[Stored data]
--------------------
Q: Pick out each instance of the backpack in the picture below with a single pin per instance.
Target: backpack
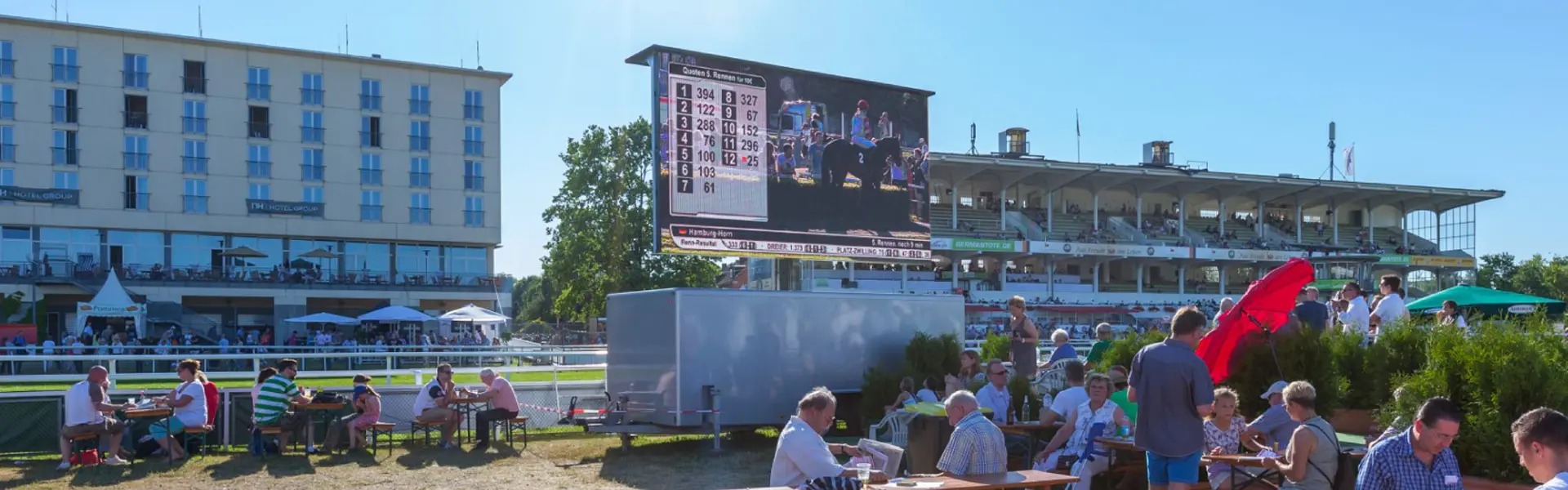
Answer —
(1344, 478)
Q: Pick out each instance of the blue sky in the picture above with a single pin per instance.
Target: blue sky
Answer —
(1435, 93)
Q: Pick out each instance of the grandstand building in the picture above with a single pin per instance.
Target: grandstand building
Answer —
(1094, 243)
(233, 185)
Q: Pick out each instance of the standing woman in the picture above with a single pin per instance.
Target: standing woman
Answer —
(1026, 340)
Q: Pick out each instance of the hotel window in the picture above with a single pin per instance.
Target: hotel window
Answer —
(371, 206)
(472, 175)
(65, 107)
(136, 71)
(311, 165)
(419, 100)
(65, 66)
(419, 207)
(195, 158)
(259, 163)
(195, 118)
(195, 195)
(311, 129)
(472, 105)
(419, 172)
(137, 153)
(257, 83)
(311, 90)
(371, 95)
(66, 149)
(137, 195)
(417, 136)
(472, 140)
(369, 168)
(66, 180)
(474, 211)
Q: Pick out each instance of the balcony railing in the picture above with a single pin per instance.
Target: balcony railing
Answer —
(256, 168)
(137, 161)
(136, 120)
(136, 79)
(311, 96)
(313, 134)
(137, 200)
(195, 85)
(63, 114)
(257, 129)
(417, 107)
(66, 156)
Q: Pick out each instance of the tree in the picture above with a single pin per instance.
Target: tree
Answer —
(601, 225)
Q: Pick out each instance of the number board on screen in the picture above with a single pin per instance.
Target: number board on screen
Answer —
(719, 143)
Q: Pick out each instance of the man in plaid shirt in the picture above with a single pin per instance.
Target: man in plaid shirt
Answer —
(1418, 459)
(978, 445)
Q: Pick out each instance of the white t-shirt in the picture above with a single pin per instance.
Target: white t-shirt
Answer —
(194, 413)
(802, 456)
(1067, 401)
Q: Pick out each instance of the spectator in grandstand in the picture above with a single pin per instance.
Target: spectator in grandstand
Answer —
(1024, 338)
(1392, 305)
(1175, 385)
(190, 408)
(274, 403)
(1352, 308)
(1070, 442)
(1275, 426)
(1540, 437)
(802, 454)
(1418, 459)
(90, 412)
(1102, 335)
(1071, 398)
(1450, 314)
(431, 406)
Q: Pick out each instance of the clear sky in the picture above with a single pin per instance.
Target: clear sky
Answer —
(1435, 93)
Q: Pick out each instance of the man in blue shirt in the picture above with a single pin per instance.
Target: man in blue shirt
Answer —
(1418, 459)
(1175, 393)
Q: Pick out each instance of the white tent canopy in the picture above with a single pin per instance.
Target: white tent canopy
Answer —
(395, 313)
(112, 302)
(487, 321)
(323, 318)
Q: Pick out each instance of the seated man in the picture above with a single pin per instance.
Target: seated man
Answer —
--------------------
> _Goal_: Render every line of the data above as a numbered list. Skip blank lines and omit the pictures.

> _Result of this exercise_:
1. Q: Pick out each instance of the backpack in the picture below with a single pin per instance.
2. Target: backpack
3. Answer —
4. (1344, 478)
5. Q: Pick out each instance of the blue sky in the picture above with a single pin per instance.
6. Target: blue sky
7. Answer —
8. (1435, 93)
9. Q: Pick out each instance of the grandstand building in the picture above with a single pin per instance.
10. Target: grandstand building
11. Answer —
12. (1094, 243)
13. (233, 185)
14. Q: Pick out each instance of the standing woman in the picture above with a single pin per instance.
15. Target: standing woman
16. Answer —
17. (1026, 340)
18. Q: Pick out each instance of the hotel window in the picture above with a single pin per instance.
19. Target: hotel window
20. Answer —
21. (371, 206)
22. (472, 175)
23. (65, 107)
24. (136, 71)
25. (311, 165)
26. (419, 100)
27. (65, 66)
28. (419, 207)
29. (195, 158)
30. (259, 163)
31. (195, 118)
32. (195, 195)
33. (311, 129)
34. (472, 105)
35. (419, 172)
36. (137, 153)
37. (257, 83)
38. (311, 90)
39. (371, 95)
40. (66, 149)
41. (137, 195)
42. (417, 136)
43. (472, 140)
44. (369, 168)
45. (66, 180)
46. (474, 211)
47. Q: Pick out each instance of the balcony railing in the picture above with a single pin per instance.
48. Target: balcony railing
49. Answer —
50. (256, 168)
51. (137, 161)
52. (136, 120)
53. (136, 79)
54. (311, 96)
55. (313, 134)
56. (137, 200)
57. (195, 85)
58. (63, 114)
59. (257, 129)
60. (417, 107)
61. (66, 156)
62. Q: Pick out each instance of the tree in the picture above with a single pin per instance.
63. Target: tree
64. Answer —
65. (601, 225)
66. Q: Pick out each instance of the number board on screen in the picture above with a single pin per instance.
67. Target: number board on screen
68. Answer —
69. (719, 143)
70. Q: Pick out each instance of the man in plaid shirt in the picture above with a single pin per instance.
71. Target: man in plaid shirt
72. Answer —
73. (1418, 459)
74. (978, 445)
75. Q: Pick out each instance of the white t-shirt in the picture above with a single pin per instance.
76. Target: white t-shirt
77. Answer —
78. (194, 413)
79. (802, 456)
80. (1067, 401)
81. Q: Pick out each instance of the spectator in grandstand in the picture above with a single pin per instance.
82. Target: spectator in grandstand
83. Answer —
84. (1024, 338)
85. (1392, 305)
86. (1175, 385)
87. (190, 408)
88. (274, 403)
89. (1352, 308)
90. (1070, 442)
91. (1275, 426)
92. (1540, 437)
93. (802, 454)
94. (1418, 459)
95. (90, 412)
96. (1102, 335)
97. (1071, 398)
98. (1450, 314)
99. (431, 406)
100. Q: Pick out each instance of the clear sky in the picture above with a single pin per instance.
101. Target: clear sky
102. Answer —
103. (1435, 93)
104. Q: Pick out each instance of the man in blue shirt in the picture above with a single pin per instance.
105. Target: man in blue shirt
106. Answer —
107. (1418, 459)
108. (1175, 393)
109. Q: Pick out each instance of the white tent canopy in the picture above with a single pin per instance.
110. Target: white tent canopy
111. Answer —
112. (395, 313)
113. (112, 302)
114. (487, 321)
115. (323, 318)
116. Q: Pick out each instance of the seated man in the picture above with a single pin per instance.
117. Target: seated man
118. Answer —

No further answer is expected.